EXERCISE PROMPT: Please give the data again exactly, with no line dropped.

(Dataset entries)
↓↓↓

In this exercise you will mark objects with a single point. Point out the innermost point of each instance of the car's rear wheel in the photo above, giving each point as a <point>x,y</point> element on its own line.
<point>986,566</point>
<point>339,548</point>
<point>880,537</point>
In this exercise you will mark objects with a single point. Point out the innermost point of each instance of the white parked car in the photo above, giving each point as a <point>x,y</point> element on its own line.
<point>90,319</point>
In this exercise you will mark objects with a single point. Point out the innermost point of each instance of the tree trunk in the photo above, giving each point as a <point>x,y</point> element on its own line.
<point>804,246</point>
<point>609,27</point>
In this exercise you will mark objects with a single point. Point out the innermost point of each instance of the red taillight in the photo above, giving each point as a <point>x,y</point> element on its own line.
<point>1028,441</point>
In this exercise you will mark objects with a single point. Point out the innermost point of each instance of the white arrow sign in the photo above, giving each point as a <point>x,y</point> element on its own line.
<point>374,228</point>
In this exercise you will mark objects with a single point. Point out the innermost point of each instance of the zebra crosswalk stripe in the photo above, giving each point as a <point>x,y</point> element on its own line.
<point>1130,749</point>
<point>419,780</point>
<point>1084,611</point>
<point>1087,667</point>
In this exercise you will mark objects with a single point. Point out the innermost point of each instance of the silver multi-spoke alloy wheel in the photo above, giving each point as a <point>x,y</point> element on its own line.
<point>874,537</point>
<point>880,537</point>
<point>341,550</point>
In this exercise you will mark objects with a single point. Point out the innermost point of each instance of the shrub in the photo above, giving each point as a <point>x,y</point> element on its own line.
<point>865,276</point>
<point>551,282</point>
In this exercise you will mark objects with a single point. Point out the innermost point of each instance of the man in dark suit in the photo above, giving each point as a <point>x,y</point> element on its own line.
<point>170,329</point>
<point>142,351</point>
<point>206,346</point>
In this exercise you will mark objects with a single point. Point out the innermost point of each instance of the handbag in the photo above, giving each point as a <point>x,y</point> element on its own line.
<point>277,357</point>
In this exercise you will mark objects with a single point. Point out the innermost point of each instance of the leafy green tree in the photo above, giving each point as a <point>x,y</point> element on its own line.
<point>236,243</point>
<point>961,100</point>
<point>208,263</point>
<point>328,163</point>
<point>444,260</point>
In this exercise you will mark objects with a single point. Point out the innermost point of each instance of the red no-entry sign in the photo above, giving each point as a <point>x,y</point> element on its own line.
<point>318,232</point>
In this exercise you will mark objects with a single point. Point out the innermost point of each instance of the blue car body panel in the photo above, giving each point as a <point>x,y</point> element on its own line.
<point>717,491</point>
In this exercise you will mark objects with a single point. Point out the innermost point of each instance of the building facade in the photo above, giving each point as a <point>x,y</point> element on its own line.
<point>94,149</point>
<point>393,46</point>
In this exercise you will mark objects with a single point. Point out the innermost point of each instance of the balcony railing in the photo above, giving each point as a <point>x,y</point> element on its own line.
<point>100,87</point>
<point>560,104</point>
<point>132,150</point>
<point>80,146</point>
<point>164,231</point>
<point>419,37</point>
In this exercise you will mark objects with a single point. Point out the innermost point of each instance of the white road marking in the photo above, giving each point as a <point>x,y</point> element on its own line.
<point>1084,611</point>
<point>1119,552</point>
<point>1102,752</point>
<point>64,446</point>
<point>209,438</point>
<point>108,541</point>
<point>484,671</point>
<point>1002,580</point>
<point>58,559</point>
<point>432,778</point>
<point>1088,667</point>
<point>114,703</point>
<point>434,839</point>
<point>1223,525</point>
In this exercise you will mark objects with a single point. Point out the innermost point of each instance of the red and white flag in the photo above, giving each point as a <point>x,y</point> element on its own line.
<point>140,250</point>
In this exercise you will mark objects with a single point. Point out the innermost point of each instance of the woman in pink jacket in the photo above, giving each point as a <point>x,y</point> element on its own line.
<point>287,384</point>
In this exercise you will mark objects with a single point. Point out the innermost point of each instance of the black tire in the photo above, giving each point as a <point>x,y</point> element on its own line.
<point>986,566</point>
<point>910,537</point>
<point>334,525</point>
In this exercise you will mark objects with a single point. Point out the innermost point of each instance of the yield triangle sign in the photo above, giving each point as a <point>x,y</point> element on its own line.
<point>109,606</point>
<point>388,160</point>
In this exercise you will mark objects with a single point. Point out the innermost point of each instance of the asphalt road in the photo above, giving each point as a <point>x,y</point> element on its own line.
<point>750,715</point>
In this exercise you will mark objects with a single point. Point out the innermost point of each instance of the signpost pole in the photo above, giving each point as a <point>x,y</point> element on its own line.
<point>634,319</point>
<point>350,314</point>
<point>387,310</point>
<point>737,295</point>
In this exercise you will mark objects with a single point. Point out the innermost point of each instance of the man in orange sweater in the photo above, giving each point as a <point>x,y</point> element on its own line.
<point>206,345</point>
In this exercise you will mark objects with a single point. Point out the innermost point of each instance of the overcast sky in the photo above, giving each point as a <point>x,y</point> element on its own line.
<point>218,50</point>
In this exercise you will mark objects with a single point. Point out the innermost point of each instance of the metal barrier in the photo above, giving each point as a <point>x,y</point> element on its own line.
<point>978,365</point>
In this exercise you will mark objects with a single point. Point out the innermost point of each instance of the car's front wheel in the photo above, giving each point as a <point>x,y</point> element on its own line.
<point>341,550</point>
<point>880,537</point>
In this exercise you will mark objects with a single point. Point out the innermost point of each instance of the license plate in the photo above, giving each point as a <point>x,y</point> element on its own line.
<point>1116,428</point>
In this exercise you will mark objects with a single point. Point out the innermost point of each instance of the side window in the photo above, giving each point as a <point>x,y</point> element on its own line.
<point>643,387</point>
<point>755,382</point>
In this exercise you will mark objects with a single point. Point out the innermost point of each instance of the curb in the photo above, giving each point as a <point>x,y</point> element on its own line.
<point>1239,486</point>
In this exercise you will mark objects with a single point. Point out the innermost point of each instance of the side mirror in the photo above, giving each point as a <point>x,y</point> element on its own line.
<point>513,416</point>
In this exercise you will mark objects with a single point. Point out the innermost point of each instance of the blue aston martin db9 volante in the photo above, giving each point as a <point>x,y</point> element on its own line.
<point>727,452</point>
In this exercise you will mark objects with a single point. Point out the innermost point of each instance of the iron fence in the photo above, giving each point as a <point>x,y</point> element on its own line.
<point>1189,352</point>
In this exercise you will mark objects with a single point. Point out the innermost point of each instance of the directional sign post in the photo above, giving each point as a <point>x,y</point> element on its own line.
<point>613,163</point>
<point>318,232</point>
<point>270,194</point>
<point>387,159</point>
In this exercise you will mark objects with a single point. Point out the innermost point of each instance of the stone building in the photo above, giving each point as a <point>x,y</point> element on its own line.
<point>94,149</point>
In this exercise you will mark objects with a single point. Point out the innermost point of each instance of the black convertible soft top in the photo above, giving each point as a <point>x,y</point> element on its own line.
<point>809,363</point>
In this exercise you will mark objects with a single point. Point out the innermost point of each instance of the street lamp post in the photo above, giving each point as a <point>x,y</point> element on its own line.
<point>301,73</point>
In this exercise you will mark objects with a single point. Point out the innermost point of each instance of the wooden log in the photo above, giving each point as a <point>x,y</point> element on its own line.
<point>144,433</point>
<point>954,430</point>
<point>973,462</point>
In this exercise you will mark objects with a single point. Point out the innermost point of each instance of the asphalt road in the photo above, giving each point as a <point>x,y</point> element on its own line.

↑↑↑

EXERCISE RESULT:
In this exercise you will mark objects with a single point. Point out the innermost point of each instance of the car's rear wheel in the photo above, giving each point as a <point>x,y</point> element on its own line.
<point>986,566</point>
<point>339,548</point>
<point>880,537</point>
In this exercise you will mark objects with a single point. Point out the innermost point of each instance of the white parked car in the photo above, giving each point as a <point>x,y</point> element on its own line.
<point>90,319</point>
In this exercise you will mark objects with a single point. Point out the innermost point of each instance of the tree trunk in the photo above, giving each point as a <point>x,y</point> element on its own line.
<point>804,246</point>
<point>609,27</point>
In this exercise you will mark objects with a single point. Point out the innermost point of each instance of the red taillight in the photo above, giving each point as a <point>x,y</point> element on its own line.
<point>1028,441</point>
In this exercise you will mark objects with a single point. Point out the innermost point of each instance of the white arrow sign in the photo above, giving each point as a <point>x,y</point> element on its own line.
<point>374,228</point>
In this exercise you will mark objects with a single point. Point out the innermost point of each instance of the zebra crosswalk stripe in the photo above, giving each point as a <point>x,y</point> element on its own line.
<point>1130,749</point>
<point>419,780</point>
<point>1084,611</point>
<point>1087,667</point>
In this exercise you will mark objects with a single point. Point out the innermost point of each instance of the silver multi-spoke alloy wheel in the photo above, giving each point as a <point>x,y</point> element on its own line.
<point>874,537</point>
<point>880,537</point>
<point>341,550</point>
In this exercise you will mark objects with a single point. Point out the innermost point of each instance of the shrub in the photo above, giving each point as a <point>x,y</point> element on its own line.
<point>865,276</point>
<point>551,282</point>
In this exercise you will mark objects with a single point. Point out the innermost point of each instance of the man in dark suit in the photo above, giving each point as a <point>x,y</point> element on its own line.
<point>170,329</point>
<point>142,351</point>
<point>206,346</point>
In this exercise you will mark objects with a single point. Point out the innermost point of each instance of the handbag in the photo above, giving each point as a <point>x,y</point> element on its own line.
<point>277,357</point>
In this exercise you will mark objects with a single point. Point out the innermost point of each instance of the leafy green tree in the photo above, giving each point as a <point>x,y</point> element on its own line.
<point>236,243</point>
<point>961,100</point>
<point>208,263</point>
<point>328,163</point>
<point>444,260</point>
In this exercise you will mark objects with a single point. Point out the innermost point of each instance of the red no-entry sign in the photo above, giving each point as a <point>x,y</point> element on its own line.
<point>318,232</point>
In this exercise you will mark objects with a single point. Point out the innermost point of each instance of the blue car body panel in the photo above, giving each point as a <point>x,y</point> element on its own line.
<point>717,491</point>
In this exercise you will mark objects with a single point. Point out the innermost point of each instance of the building facade in the photo above, giving each point as a <point>x,y</point> element on its own line.
<point>94,149</point>
<point>393,46</point>
In this exercise you will mark objects with a single point. Point out the innermost point of each instance of the balcony railing in the photo above, giving each point as a <point>x,y</point> element on its own line.
<point>100,87</point>
<point>560,104</point>
<point>132,150</point>
<point>80,146</point>
<point>164,231</point>
<point>419,37</point>
In this exercise you will mark objects with a single point. Point out the innermost point of each instance of the white road marking in the photo above, giving each point as a <point>x,y</point> element on its own line.
<point>1084,611</point>
<point>1119,552</point>
<point>1102,752</point>
<point>64,446</point>
<point>209,438</point>
<point>108,541</point>
<point>484,671</point>
<point>1002,580</point>
<point>58,559</point>
<point>432,778</point>
<point>1088,667</point>
<point>114,703</point>
<point>434,839</point>
<point>1223,525</point>
In this exercise you will mark objects with a single point. Point out the innermost point of each instance of the red and white flag in the photo above, giving each point as a <point>x,y</point> element on its own line.
<point>140,250</point>
In this exercise you will mark objects with a single point. Point out the innermost point of each instance of the woman in pink jacket in the photo above, giving each point as a <point>x,y</point> element on its own line.
<point>287,384</point>
In this exercise you will mark objects with a single point. Point out the innermost point of each instance of the black tire in the photo above, giving each point as a <point>x,y</point> element on its own line.
<point>986,566</point>
<point>910,537</point>
<point>334,525</point>
In this exercise you will mark objects with a single point. Point out the innermost point of each instance of the yield triangle sign in the photo above, giving each point as a <point>x,y</point> element on its own line.
<point>109,606</point>
<point>388,160</point>
In this exercise you will mark objects with a single point. Point out the innermost point of each instance of the asphalt road in the photo above, giving each point as a <point>x,y</point> element on its own line.
<point>750,715</point>
In this exercise you will mark objects with a single point. Point out the innermost point of each instance of the signpost pole in the photo above, giving each point as a <point>x,y</point> element on its own line.
<point>634,319</point>
<point>350,314</point>
<point>387,310</point>
<point>737,295</point>
In this exercise you will mark objects with a single point. Point out the innermost point of each instance of the man in orange sweater in the photo above, giving each point as a <point>x,y</point> element on its own line.
<point>206,345</point>
In this exercise you will mark objects with a single point. Point out the innermost point of each instance of the overcast sky in the photo above, giving each point as a <point>x,y</point> element on its own line.
<point>218,50</point>
In this exercise you will mark objects with a single point. Point out the innermost point of each instance of the metal barrier in the photo above, giving each point as a <point>x,y</point> element on its own line.
<point>978,365</point>
In this exercise you will mark objects with a single point. Point out the innermost point of each instance of the car's front wheel in the photo above, giving each point as a <point>x,y</point> element on its own line.
<point>341,550</point>
<point>880,537</point>
In this exercise you will mark objects with a single point. Point out the innermost point of each instance of the license plate in the photo above, giving each point as a <point>x,y</point> element on its own line.
<point>1116,428</point>
In this exercise you will mark objects with a single point. Point out the innermost point of each instance of the side window in the photo above, giving each point as a <point>x,y</point> element on its own line.
<point>643,387</point>
<point>755,382</point>
In this exercise you will mark objects with a single point. Point out the innermost point of each instance of the curb in the photo above, giving each point as a <point>x,y</point> element on its own line.
<point>1239,486</point>
In this exercise you will mark objects with a single point. Point out the innermost point of each instance of the side mirror in the photo above, giving each point as a <point>x,y</point> element on its own line.
<point>513,416</point>
In this exercise you will mark objects with a single point. Point out the innermost point of each instance of the blue aston martin db9 volante in the photo above, giving each point as a <point>x,y</point> element on its own line.
<point>727,452</point>
In this exercise you will mark objects with a single point. Point out the innermost point of each instance of the iron fence in the photo above, giving each point as a <point>x,y</point> element on its own line.
<point>1189,352</point>
In this exercise you will mark objects with a single point. Point out the innermost point of each instance of the directional sign post in the photo above, giving each point as a <point>x,y</point> element on its own line.
<point>613,163</point>
<point>318,232</point>
<point>270,194</point>
<point>387,159</point>
In this exercise you will mark objects with a single point. Point out the innermost point of each instance of the stone building in the photo above, giving each point as a <point>x,y</point> element on its own line.
<point>94,149</point>
In this exercise you will mark objects with a single point. Point out the innermost point of each instance of the black convertible soft top in the photo above, giving each point as a <point>x,y</point> element on its own line.
<point>809,363</point>
In this exercise you will mark objects with a single point. Point out the innermost point of each instance of the street lamp post in the photo above, giving each point as a <point>x,y</point> element on its own line.
<point>301,73</point>
In this exercise you will mark objects with a single point. Point out the innermost point of each instance of the wooden log in the photo above, giving each point as a <point>x,y</point> element on its own line.
<point>144,433</point>
<point>954,430</point>
<point>973,462</point>
In this exercise you will mark objects with a single point. Point out the innermost point of each instance of the asphalt road in the photo above, giving each point as a <point>x,y</point> element on its own line.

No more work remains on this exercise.